* SELECTED TEXT
.....

The Hodag Country Festival, named after the folkloric Hodag, is an outdoor country music festival usually held the second weekend of July in Rhinelander, Wisconsin. Celebrating its 45th Anniversary in 2023, the festival has grown from 500 attendees at the first event to over 25,000 per day, with a total attendance of 30,000 - 50,000 people annually. There was no festival in 2020 due to the COVID-19 pandemic.

The festival was created by Bernie and Diane Eckert, Ernie Feight, and Ted Tschannen (who would leave the group approximately two years later.) Feight would remain a part of the venture until 1994, when he sold his shares to the Eckert's children. The festival would become the sole business interest of the Eckert children after 2008.

.....

* REQUIRED WORK
Resume the account of the Hodag Country Festival from the point at which it stops. The rows after this text were drawn from a separate source.

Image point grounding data
.....

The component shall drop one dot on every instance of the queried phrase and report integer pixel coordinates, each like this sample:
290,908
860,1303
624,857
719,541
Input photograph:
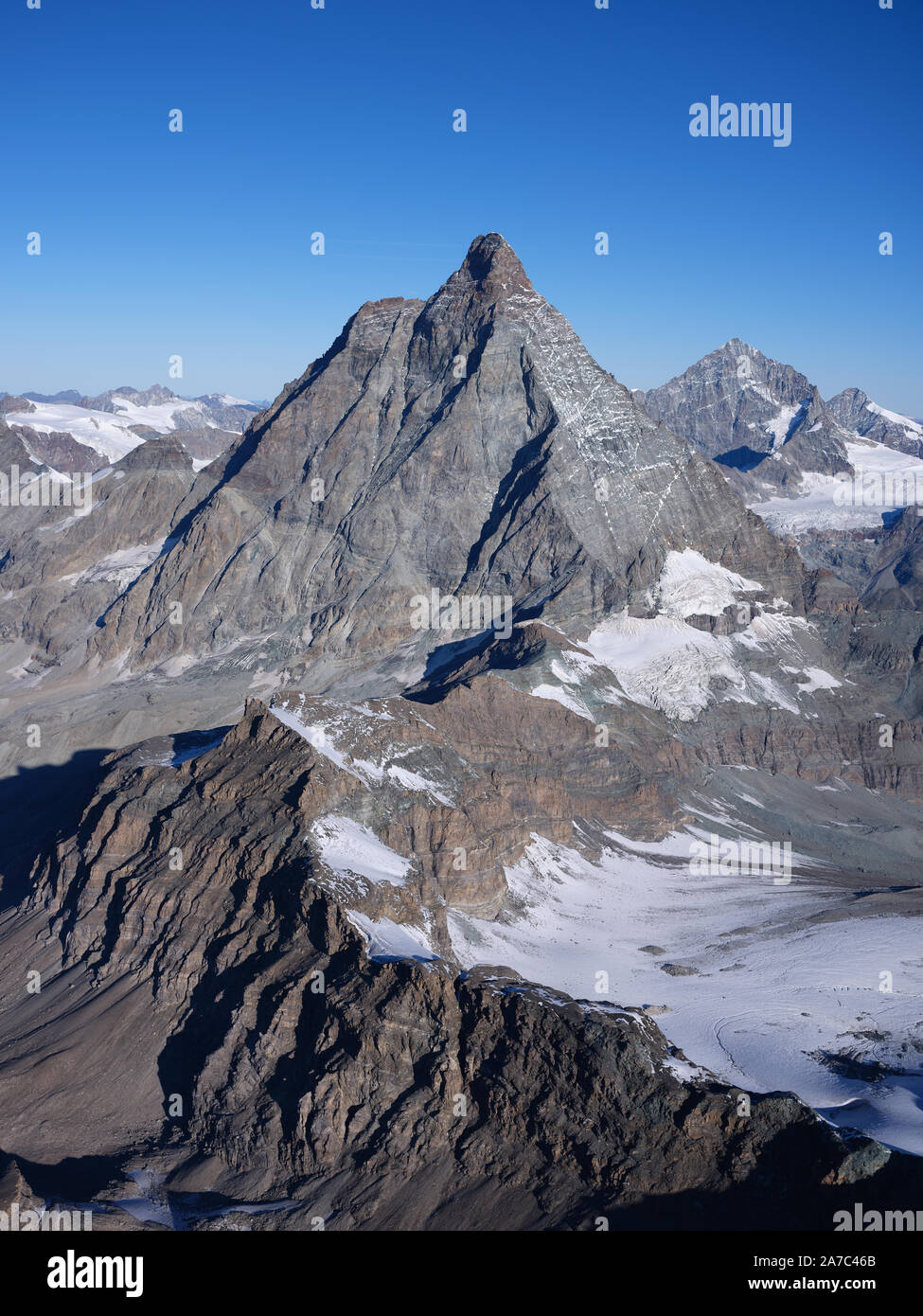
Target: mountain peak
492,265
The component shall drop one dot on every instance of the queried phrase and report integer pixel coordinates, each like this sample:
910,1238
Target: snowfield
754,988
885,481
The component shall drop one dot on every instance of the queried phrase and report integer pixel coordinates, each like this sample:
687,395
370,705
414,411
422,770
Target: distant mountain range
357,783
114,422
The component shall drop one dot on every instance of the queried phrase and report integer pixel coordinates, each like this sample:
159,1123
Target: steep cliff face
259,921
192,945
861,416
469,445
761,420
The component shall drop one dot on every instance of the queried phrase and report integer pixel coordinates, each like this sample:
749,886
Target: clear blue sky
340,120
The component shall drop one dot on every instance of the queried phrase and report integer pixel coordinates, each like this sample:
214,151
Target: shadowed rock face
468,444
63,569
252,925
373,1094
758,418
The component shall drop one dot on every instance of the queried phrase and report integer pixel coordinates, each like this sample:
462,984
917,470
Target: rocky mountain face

.....

* EXERCISE RESPONSE
The first festival was held on August 4th – 6th, 1978 and featured Freddy Fender and Jana Jae. Country Music Hall of Fame inductees who have performed include:
- Brooks and Dunn
- Garth Brooks
- Glen Campbell
- Roy Clark
- Charlie Daniels
- Little Jimmy Dickens
- Merle Haggard
- Emmylou Harris
- George Jones
- Loretta Lynn
- Reba McEntire
- Ronnie Milsap
- The Oak Ridge Boys
- Charlie Pride
- Kenny Rogers
- Mel Tillis
- Randy Travis
- Don Williams
- Tammy Wynette

Since 1981, country music radio stations in Wisconsin and the Upper Peninsula of Michigan have sponsored regional contests. The first-place winners of each region can then advance to the Hodag Country Festival to compete for the title of Wisconsin State Country Band Champion.